Exercise:
Scan the entries below for "water" and copy each line that holds it.

Source data:
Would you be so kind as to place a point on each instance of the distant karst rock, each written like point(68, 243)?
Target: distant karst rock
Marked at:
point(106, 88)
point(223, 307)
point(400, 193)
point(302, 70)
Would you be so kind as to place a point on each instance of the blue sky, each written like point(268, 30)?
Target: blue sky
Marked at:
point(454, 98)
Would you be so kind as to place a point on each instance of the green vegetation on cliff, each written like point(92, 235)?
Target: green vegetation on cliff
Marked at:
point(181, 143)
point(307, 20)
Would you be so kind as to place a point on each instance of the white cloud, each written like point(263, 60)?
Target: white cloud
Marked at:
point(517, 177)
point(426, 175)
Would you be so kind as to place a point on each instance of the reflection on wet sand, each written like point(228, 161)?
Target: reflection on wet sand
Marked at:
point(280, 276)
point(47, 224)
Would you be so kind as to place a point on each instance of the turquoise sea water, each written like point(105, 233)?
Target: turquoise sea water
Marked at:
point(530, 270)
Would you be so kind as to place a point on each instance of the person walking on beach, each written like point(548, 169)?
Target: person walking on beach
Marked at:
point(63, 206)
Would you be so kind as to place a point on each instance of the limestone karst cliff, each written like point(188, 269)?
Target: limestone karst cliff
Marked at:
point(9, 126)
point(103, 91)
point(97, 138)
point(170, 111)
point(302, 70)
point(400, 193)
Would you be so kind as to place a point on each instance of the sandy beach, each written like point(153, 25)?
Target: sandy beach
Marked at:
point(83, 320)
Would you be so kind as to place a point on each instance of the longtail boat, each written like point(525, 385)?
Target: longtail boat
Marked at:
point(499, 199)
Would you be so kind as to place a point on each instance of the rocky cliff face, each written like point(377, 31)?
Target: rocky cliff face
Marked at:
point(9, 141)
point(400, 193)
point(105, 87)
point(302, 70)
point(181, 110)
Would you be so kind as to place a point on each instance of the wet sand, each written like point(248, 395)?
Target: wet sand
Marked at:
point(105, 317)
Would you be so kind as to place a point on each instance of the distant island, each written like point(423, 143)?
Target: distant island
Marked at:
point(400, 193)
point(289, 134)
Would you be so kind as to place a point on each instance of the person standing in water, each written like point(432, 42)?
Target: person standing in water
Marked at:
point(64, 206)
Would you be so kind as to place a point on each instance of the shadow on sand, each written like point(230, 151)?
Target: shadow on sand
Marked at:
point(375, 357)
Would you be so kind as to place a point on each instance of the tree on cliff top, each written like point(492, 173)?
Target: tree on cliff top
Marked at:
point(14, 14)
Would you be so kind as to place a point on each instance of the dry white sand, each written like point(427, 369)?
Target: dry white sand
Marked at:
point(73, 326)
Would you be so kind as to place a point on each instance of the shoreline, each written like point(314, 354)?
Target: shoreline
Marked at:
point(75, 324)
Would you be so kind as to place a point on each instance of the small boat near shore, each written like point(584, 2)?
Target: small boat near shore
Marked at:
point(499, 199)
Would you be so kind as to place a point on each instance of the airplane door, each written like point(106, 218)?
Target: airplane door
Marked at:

Your solution:
Would you be so kind as to place a point on each instance of the turquoise sea water, each written like point(105, 233)?
Target: turquoise sea water
Would you be so kind as to place a point on each instance of the person standing in water, each written like point(432, 42)?
Target: person standing in water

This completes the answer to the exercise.